╭─ Recorded information

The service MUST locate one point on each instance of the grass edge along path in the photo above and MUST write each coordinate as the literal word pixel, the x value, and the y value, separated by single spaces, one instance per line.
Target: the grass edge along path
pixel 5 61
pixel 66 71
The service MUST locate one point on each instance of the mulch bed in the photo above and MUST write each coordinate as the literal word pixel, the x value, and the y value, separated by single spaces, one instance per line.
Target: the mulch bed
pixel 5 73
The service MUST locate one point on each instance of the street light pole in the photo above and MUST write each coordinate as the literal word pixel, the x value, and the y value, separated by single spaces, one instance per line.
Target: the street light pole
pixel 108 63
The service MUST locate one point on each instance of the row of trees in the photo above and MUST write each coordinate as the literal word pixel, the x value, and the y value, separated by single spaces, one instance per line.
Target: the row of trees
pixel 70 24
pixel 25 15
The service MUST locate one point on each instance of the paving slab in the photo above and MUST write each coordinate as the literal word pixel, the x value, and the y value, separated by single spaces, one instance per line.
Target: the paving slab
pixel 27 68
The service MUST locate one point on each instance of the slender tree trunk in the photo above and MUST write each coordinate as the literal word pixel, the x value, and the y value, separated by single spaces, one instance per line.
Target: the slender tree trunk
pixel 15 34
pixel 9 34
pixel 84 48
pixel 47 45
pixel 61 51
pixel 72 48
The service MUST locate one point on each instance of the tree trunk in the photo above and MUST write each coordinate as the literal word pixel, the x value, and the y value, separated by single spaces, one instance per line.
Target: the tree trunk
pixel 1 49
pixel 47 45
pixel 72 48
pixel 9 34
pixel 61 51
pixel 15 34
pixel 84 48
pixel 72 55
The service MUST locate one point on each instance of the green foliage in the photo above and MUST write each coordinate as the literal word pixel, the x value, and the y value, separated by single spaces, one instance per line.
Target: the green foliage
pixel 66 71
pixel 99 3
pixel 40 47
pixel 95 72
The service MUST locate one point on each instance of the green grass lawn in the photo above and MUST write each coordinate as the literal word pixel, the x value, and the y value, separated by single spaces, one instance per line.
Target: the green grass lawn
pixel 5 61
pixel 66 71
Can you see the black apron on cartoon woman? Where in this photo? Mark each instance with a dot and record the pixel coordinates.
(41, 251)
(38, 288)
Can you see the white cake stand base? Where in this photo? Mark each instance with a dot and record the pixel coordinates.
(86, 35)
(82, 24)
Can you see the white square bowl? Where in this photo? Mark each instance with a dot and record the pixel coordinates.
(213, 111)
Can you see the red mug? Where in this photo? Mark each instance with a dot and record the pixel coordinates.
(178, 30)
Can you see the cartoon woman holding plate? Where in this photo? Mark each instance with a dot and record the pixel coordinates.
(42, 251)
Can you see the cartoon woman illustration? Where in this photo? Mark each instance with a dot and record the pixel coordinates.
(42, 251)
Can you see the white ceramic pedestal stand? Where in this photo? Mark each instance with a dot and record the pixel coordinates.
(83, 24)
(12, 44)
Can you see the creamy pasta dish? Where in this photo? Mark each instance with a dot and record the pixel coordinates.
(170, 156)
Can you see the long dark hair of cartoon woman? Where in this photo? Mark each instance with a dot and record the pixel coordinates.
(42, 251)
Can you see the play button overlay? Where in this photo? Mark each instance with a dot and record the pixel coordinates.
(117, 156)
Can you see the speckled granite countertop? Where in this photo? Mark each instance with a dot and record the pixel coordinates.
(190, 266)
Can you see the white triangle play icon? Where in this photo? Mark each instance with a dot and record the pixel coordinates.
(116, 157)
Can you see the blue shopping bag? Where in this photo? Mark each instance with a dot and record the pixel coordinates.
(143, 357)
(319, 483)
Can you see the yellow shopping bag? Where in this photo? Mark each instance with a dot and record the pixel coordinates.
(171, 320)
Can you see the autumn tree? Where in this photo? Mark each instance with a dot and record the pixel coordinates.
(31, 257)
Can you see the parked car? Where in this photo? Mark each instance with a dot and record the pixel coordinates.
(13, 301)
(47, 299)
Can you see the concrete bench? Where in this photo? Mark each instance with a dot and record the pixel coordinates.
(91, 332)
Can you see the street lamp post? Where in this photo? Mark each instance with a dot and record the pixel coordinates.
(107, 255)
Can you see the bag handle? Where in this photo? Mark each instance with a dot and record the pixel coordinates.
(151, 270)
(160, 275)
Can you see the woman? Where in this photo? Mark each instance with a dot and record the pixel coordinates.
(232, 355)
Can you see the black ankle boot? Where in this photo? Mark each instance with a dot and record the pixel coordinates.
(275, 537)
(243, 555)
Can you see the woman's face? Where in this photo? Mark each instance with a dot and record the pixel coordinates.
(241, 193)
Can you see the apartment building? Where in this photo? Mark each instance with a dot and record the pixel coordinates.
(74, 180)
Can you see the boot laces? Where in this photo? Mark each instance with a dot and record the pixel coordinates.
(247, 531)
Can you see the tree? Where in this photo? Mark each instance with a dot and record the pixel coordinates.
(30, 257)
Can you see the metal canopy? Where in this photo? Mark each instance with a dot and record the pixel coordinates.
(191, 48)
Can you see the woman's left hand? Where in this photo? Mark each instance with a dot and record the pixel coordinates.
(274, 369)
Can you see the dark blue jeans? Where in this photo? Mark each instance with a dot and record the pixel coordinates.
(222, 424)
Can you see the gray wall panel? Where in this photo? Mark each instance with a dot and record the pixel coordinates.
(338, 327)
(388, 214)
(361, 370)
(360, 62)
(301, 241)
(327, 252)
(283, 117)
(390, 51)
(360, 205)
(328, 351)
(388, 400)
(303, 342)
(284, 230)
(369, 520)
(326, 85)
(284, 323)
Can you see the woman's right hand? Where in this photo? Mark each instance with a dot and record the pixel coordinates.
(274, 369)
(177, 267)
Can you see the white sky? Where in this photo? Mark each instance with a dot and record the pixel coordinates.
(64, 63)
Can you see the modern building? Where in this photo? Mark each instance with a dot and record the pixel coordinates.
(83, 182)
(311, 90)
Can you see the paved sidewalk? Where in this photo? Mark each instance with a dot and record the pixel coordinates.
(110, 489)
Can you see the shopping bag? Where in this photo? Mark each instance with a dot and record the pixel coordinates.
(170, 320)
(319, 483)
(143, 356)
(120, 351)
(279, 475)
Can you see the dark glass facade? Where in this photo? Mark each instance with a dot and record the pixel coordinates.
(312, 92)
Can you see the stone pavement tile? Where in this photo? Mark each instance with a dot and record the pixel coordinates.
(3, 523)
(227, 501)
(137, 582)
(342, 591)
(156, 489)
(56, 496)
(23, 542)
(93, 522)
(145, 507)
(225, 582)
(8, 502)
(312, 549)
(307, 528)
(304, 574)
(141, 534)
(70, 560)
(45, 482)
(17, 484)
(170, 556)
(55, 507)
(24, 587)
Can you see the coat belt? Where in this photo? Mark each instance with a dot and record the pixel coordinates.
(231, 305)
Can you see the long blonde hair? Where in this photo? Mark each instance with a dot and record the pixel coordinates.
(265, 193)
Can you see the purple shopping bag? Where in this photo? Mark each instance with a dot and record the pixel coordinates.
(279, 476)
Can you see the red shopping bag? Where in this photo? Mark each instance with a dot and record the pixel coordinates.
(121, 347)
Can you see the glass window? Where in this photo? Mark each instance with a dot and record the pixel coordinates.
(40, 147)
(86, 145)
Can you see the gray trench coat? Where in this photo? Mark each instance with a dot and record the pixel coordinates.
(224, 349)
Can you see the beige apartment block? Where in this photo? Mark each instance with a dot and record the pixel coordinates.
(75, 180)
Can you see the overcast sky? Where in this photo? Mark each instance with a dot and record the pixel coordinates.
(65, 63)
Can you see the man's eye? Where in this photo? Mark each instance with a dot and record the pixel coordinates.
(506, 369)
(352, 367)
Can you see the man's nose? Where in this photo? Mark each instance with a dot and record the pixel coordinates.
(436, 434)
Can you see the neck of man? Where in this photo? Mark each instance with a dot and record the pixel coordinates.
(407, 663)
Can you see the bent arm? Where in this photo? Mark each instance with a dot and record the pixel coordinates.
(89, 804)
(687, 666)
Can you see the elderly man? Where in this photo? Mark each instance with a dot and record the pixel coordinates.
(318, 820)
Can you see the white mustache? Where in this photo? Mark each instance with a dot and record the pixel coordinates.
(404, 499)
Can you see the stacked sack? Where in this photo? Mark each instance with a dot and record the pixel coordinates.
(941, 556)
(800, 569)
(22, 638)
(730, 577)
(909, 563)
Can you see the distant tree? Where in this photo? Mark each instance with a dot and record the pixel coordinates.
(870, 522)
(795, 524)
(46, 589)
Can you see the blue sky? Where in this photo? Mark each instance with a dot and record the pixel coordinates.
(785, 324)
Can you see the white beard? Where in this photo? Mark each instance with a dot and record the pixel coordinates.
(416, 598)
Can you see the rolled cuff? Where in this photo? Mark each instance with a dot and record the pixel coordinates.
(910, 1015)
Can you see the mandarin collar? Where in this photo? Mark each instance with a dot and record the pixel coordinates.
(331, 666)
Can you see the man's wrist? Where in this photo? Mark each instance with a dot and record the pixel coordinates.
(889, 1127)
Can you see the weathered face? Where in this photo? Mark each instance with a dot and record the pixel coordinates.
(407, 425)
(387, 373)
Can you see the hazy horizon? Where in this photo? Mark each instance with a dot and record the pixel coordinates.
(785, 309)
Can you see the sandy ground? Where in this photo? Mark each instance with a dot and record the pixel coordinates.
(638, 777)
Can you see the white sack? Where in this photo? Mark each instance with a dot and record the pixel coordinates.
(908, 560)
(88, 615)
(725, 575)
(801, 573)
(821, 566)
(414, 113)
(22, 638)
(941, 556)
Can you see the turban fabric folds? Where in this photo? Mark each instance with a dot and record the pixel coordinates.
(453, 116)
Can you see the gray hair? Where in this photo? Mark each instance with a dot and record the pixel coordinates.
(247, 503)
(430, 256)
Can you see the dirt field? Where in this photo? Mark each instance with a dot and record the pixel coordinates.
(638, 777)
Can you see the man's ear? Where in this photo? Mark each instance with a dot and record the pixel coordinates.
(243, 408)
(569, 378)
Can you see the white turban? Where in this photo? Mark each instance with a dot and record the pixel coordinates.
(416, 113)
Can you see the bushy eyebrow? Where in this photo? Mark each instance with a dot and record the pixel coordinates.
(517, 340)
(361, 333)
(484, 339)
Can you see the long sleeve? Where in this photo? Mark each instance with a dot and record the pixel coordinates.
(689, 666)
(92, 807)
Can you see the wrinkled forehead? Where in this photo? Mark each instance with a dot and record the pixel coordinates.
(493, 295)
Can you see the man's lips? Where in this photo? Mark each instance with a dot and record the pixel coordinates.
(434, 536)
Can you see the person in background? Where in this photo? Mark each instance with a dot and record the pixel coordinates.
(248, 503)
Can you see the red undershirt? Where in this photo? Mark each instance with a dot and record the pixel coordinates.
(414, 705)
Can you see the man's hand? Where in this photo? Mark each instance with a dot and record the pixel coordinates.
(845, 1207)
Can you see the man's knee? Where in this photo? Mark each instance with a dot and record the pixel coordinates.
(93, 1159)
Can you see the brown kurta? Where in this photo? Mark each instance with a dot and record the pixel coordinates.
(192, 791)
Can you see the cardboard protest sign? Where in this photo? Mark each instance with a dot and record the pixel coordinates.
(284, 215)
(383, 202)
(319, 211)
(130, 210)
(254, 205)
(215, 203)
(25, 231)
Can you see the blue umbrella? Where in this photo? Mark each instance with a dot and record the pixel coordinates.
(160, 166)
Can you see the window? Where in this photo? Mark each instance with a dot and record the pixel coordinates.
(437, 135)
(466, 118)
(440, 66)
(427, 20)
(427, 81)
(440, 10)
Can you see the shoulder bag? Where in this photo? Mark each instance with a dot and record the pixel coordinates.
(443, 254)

╰─

__Instruction__
Only the lines from the one containing "Can you see the long sleeve?" to the end of the records should be repeated, exactly as they appear.

__Solution to the problem__
Can you see the long sleeve? Where in this photo? Mark each instance with a dot and record the pixel coordinates.
(689, 666)
(92, 807)
Can you see the wrinkled forehead? Where in this photo? Mark each instance with a dot and record the pixel coordinates.
(493, 295)
Can you see the man's lips? Where in this photo? Mark each instance with a dot and record the pixel coordinates.
(434, 536)
Can you see the person in background? Where in this photo? Mark each instance with a dot and record the pixel coordinates.
(248, 503)
Can you see the red undershirt? Where in this photo? Mark each instance with a dot and record the pixel coordinates.
(414, 705)
Can you see the man's hand? Where in this photo? Mark each instance with a dot and record the pixel coordinates.
(845, 1207)
Can you see the man's knee? Where in this photo? Mark each instance with a dot and record the pixel coordinates.
(93, 1159)
Can you see the brown kurta? Where in this photo? Mark each instance with a dot and record the pixel coordinates.
(192, 791)
Can you see the cardboard protest sign? Where in this photo? Mark each instance with a dot and record the pixel coordinates.
(284, 215)
(383, 202)
(319, 211)
(130, 210)
(254, 205)
(215, 203)
(25, 231)
Can you see the blue umbrella? Where in this photo? Mark each instance with a dot and record the pixel coordinates.
(160, 166)
Can you see the window? Where in this photo? Mark each instance with a dot and record the pixel coordinates.
(437, 135)
(466, 118)
(440, 66)
(427, 20)
(427, 81)
(440, 10)
Can you see the shoulder bag? Where in this photo? Mark each instance with a dot and record the pixel coordinates.
(443, 254)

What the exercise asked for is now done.